● **Required work**
Rewrite every line of the material from its start through the line containing "xmin=0 ymin=0 xmax=450 ymax=80", requests included, and scale each coordinate in the answers by 1.4, rounding to whole numbers with halves going up. Leave the numbers in the requests and their format samples unchanged.

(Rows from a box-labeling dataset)
··········

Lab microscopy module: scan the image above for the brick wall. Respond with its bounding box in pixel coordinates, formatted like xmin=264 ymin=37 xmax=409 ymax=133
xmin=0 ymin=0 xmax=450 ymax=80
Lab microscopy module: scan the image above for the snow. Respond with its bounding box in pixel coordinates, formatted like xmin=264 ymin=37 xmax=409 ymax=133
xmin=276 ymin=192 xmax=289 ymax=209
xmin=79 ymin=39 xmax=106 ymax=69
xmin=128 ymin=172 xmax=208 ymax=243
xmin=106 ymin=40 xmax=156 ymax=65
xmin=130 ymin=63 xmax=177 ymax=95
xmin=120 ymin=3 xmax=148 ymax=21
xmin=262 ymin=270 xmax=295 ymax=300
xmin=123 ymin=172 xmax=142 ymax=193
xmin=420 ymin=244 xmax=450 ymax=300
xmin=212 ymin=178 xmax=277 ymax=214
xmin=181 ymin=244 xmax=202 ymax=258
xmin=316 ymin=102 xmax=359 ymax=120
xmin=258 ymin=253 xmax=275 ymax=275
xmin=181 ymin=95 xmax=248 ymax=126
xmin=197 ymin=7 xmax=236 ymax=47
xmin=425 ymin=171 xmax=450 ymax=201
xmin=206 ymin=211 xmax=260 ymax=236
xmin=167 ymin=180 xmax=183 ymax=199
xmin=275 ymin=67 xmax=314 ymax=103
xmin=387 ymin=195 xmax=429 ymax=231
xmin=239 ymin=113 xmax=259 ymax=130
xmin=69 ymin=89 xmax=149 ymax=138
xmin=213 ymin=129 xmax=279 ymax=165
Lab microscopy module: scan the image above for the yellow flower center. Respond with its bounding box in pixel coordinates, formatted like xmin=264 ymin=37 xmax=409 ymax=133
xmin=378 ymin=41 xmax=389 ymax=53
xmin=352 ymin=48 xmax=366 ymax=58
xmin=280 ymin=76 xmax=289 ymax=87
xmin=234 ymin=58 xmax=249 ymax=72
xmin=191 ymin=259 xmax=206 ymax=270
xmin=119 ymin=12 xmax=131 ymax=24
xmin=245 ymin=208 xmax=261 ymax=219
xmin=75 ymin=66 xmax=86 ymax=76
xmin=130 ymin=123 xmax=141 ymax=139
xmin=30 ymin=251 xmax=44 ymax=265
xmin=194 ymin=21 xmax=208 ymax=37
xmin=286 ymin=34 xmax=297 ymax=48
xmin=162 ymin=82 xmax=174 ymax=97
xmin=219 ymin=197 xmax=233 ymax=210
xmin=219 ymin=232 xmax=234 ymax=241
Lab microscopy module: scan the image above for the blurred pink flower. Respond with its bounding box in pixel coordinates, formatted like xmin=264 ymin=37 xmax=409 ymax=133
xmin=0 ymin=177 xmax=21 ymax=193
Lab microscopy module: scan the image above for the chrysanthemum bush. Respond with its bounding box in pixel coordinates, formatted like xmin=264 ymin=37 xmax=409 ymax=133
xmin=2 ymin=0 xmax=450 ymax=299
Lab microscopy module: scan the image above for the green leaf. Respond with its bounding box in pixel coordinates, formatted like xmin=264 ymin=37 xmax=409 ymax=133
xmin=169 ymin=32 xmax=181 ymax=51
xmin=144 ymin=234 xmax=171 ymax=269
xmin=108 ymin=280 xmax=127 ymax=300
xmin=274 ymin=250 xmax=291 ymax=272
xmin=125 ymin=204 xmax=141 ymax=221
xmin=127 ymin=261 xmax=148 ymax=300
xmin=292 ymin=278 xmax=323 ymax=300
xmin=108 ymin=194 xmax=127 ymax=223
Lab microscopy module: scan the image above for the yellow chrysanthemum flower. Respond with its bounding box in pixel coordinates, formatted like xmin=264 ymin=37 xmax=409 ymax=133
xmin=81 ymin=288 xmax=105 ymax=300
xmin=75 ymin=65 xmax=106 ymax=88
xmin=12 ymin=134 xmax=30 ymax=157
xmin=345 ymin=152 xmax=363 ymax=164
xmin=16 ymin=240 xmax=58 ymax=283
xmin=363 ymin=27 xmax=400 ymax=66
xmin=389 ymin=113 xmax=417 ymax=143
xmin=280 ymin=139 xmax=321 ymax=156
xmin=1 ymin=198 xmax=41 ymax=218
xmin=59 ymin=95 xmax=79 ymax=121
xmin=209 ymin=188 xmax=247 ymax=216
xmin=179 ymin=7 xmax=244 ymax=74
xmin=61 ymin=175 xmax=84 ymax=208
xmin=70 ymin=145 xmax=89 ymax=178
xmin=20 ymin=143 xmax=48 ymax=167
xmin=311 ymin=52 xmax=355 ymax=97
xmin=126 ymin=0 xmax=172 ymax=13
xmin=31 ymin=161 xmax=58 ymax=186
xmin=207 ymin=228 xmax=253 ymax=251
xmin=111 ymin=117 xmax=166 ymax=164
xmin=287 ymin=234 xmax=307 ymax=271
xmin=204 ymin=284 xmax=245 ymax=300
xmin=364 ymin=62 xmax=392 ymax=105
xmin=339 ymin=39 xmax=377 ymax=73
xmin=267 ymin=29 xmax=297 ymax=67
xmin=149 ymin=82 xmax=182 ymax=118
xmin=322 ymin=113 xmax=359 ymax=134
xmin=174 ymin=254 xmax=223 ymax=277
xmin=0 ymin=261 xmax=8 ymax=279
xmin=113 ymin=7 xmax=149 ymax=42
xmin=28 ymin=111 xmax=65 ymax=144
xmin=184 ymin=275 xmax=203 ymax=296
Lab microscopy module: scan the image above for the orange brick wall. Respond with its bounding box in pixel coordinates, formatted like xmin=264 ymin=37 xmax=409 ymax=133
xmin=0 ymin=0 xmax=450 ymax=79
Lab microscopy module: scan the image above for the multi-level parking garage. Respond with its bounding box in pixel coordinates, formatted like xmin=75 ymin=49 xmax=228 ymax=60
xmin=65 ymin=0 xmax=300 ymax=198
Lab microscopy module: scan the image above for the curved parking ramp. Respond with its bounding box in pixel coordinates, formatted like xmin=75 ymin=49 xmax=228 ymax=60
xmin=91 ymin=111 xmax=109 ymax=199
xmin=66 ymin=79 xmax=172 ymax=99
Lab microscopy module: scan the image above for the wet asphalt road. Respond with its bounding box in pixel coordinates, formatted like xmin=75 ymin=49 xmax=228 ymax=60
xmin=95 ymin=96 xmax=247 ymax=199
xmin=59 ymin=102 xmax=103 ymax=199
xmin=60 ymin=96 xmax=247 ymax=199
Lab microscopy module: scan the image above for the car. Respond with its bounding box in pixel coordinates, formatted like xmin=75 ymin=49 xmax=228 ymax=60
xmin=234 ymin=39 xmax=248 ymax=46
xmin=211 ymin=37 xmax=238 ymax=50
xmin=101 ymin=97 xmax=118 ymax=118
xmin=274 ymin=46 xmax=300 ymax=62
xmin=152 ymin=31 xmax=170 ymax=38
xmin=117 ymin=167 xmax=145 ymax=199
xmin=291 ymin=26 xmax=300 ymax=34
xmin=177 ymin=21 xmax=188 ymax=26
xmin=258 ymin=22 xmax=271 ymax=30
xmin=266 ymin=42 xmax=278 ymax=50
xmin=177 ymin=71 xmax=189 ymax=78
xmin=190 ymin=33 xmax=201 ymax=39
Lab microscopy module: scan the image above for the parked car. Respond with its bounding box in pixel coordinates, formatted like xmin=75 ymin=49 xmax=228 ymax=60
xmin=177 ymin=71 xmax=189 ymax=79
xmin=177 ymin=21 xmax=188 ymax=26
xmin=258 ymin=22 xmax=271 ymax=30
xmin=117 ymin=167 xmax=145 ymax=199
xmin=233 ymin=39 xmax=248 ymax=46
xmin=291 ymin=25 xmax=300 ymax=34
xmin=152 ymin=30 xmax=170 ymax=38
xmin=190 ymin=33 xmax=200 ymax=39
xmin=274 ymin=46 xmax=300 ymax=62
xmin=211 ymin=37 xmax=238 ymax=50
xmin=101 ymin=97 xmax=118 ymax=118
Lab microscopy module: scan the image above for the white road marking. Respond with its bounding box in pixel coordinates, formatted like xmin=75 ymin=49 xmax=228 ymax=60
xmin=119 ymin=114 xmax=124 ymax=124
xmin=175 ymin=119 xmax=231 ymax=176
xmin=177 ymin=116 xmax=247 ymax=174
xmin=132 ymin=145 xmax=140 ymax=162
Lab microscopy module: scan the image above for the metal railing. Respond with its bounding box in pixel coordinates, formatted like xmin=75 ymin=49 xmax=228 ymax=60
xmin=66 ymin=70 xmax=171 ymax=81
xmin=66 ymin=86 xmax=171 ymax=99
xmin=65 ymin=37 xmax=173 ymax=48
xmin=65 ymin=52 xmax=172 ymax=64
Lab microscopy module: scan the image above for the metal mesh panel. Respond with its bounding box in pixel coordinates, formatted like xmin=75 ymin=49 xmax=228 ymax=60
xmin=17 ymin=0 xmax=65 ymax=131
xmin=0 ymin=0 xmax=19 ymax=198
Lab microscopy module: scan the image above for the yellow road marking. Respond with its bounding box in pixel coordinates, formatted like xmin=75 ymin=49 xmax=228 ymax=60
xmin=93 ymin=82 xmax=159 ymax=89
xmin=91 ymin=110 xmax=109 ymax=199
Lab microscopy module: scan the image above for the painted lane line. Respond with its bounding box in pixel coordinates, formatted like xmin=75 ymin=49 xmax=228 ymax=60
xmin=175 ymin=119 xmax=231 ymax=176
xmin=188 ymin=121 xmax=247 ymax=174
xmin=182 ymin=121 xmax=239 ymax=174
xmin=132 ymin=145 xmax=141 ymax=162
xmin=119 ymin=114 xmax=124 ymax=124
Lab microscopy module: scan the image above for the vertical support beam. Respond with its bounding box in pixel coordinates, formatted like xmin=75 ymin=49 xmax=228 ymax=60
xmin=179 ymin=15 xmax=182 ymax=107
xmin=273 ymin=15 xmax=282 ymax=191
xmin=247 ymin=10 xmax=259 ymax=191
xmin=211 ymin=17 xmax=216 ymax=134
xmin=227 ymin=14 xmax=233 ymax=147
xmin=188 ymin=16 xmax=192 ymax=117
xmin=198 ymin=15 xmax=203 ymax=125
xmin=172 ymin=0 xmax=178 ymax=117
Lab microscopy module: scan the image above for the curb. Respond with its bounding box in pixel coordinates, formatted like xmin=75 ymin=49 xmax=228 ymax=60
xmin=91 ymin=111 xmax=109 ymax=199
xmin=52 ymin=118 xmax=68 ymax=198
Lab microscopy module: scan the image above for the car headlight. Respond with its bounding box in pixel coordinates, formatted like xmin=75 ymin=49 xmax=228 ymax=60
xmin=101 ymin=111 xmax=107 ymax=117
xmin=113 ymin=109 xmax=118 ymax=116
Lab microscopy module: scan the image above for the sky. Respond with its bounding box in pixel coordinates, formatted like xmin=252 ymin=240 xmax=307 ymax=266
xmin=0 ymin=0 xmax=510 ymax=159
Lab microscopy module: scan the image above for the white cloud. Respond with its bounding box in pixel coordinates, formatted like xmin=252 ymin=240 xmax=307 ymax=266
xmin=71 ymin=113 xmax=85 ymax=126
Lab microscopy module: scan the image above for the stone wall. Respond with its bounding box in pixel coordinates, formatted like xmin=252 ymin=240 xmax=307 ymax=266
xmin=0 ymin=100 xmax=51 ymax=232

··········

● **Result for this exercise**
Lab microscopy module: scan the image above for the brick wall. Respond with its bounding box in pixel coordinates, formatted like xmin=264 ymin=37 xmax=409 ymax=133
xmin=0 ymin=0 xmax=630 ymax=112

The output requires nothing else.